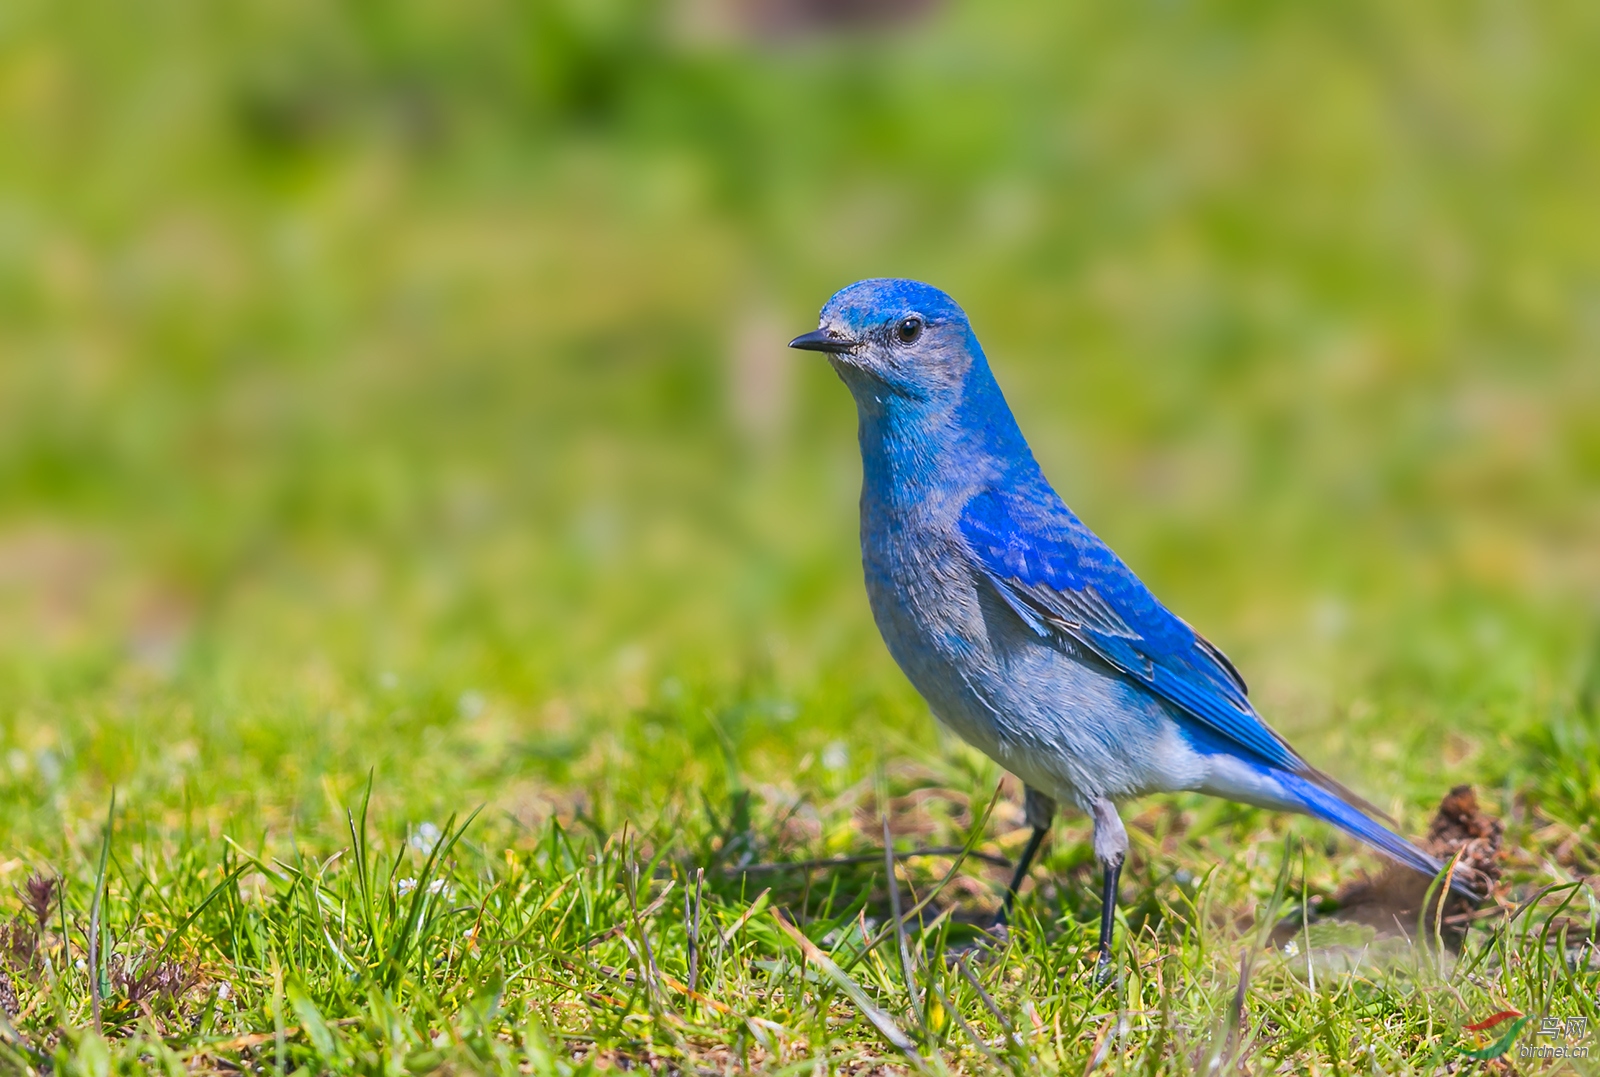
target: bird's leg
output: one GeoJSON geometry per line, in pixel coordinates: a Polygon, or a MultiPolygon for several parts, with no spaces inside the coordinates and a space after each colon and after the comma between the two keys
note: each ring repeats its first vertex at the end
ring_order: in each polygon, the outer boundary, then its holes
{"type": "Polygon", "coordinates": [[[1111,929],[1117,919],[1117,880],[1128,855],[1128,832],[1122,828],[1117,806],[1105,797],[1095,800],[1090,814],[1094,817],[1095,859],[1105,872],[1100,891],[1100,959],[1095,963],[1095,978],[1105,983],[1111,972],[1111,929]]]}
{"type": "Polygon", "coordinates": [[[1028,877],[1028,868],[1033,866],[1033,858],[1038,855],[1039,846],[1044,844],[1044,836],[1050,833],[1050,821],[1056,814],[1054,800],[1031,785],[1022,788],[1022,812],[1028,825],[1033,827],[1033,833],[1028,837],[1027,848],[1022,850],[1022,859],[1017,861],[1011,884],[1006,887],[1005,900],[1000,903],[1000,915],[995,917],[996,927],[1004,927],[1011,922],[1011,906],[1017,900],[1017,891],[1022,889],[1022,882],[1028,877]]]}

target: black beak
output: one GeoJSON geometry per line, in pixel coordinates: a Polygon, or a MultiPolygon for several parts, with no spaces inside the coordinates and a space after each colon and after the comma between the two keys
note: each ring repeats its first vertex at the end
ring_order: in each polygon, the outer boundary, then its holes
{"type": "Polygon", "coordinates": [[[789,347],[799,348],[805,352],[827,352],[830,355],[843,355],[845,352],[856,350],[856,341],[849,337],[841,337],[831,329],[813,329],[809,333],[802,333],[789,341],[789,347]]]}

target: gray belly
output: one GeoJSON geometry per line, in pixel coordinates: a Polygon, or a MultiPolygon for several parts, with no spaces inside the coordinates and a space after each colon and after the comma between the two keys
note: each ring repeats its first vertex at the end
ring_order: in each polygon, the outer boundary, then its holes
{"type": "Polygon", "coordinates": [[[1161,701],[1041,639],[963,552],[932,540],[910,564],[864,553],[889,653],[945,725],[1023,781],[1086,808],[1204,780],[1161,701]]]}

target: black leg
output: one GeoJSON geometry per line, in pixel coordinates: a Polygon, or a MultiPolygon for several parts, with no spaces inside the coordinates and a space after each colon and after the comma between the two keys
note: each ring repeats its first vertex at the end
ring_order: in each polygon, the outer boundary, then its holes
{"type": "Polygon", "coordinates": [[[1017,861],[1017,870],[1011,875],[1011,885],[1006,887],[1005,900],[1000,903],[1000,915],[995,918],[997,926],[1003,927],[1011,922],[1011,906],[1017,900],[1017,891],[1022,889],[1022,881],[1028,877],[1028,869],[1033,866],[1033,858],[1039,854],[1039,846],[1044,844],[1044,836],[1048,833],[1048,826],[1033,828],[1028,847],[1022,850],[1022,859],[1017,861]]]}
{"type": "Polygon", "coordinates": [[[1011,906],[1016,904],[1017,891],[1022,889],[1028,869],[1033,866],[1033,858],[1038,855],[1039,846],[1044,844],[1044,836],[1050,833],[1050,824],[1056,817],[1056,802],[1049,796],[1031,785],[1024,785],[1022,792],[1023,817],[1033,827],[1033,833],[1028,837],[1028,847],[1022,850],[1022,859],[1017,861],[1017,870],[1011,873],[1011,885],[1006,887],[1006,898],[1000,903],[1000,914],[994,919],[996,927],[1005,927],[1011,922],[1011,906]]]}
{"type": "Polygon", "coordinates": [[[1128,855],[1128,832],[1117,816],[1117,806],[1098,797],[1089,806],[1094,816],[1094,855],[1105,870],[1105,885],[1100,888],[1100,960],[1095,963],[1095,978],[1110,979],[1111,929],[1117,922],[1117,880],[1122,877],[1122,861],[1128,855]]]}
{"type": "Polygon", "coordinates": [[[1111,972],[1111,928],[1117,921],[1117,880],[1122,876],[1122,859],[1107,862],[1105,881],[1100,891],[1100,960],[1095,977],[1105,983],[1111,972]]]}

**How to complete this task**
Each line above where the word "target" occurs should be copied out.

**Output below**
target: bird's leg
target: black beak
target: gray belly
target: black leg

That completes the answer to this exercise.